Stored records:
________

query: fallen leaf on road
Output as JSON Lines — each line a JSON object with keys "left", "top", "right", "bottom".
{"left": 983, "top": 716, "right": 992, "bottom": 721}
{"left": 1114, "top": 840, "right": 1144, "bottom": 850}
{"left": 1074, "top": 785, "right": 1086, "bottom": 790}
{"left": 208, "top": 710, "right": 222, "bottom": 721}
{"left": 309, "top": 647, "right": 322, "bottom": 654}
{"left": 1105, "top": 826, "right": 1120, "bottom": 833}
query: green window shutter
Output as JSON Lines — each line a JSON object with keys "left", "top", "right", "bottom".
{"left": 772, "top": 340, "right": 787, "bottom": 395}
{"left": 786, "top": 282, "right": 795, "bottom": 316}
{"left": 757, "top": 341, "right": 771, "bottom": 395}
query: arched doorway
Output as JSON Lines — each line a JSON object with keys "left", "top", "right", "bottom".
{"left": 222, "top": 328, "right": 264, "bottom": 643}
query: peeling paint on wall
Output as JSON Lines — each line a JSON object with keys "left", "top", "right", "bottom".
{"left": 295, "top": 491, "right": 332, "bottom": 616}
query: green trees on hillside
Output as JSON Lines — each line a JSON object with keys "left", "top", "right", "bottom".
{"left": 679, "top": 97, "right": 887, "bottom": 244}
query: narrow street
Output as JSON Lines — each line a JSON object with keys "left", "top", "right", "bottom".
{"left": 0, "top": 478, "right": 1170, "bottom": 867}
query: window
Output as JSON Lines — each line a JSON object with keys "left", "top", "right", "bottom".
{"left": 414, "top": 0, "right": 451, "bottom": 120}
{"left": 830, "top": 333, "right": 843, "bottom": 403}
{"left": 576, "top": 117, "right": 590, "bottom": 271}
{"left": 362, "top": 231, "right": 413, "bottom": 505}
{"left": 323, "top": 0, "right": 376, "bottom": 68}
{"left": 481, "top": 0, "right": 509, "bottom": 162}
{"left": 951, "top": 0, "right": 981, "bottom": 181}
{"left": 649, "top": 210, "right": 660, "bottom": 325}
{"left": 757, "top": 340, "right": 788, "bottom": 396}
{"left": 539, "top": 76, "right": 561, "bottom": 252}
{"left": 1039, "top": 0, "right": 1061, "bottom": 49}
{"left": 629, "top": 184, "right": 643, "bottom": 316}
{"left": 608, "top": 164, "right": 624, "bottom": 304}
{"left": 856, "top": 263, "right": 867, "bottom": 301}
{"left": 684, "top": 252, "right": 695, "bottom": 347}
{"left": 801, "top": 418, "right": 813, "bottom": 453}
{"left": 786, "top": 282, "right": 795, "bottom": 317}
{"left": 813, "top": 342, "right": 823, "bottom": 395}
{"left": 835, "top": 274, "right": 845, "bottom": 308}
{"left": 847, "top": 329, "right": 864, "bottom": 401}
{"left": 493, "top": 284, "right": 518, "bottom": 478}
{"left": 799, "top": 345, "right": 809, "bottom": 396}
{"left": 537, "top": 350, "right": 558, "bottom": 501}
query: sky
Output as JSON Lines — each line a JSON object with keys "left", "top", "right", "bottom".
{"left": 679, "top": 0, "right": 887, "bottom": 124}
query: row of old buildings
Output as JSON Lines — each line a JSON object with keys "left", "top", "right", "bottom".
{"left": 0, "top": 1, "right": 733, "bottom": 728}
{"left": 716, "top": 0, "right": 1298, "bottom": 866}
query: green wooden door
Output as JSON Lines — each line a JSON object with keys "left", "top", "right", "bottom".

________

Transcribe the records above exactly, beginning at the line that contains "query: peeling paint on wall" and ending with the line that contains "query: window", both included, and nothing else.

# [Your solution]
query: peeling paint on wall
Output as JSON Lines — each line a JSON object with keys "left", "top", "right", "bottom".
{"left": 295, "top": 491, "right": 332, "bottom": 616}
query: green trees on hillside
Output as JSON Lines — each line a JSON object with keys "left", "top", "right", "bottom".
{"left": 679, "top": 97, "right": 887, "bottom": 244}
query: narrow street
Output as JSON Lines — each line a JSON object with keys "left", "top", "right", "bottom".
{"left": 0, "top": 478, "right": 1170, "bottom": 867}
query: window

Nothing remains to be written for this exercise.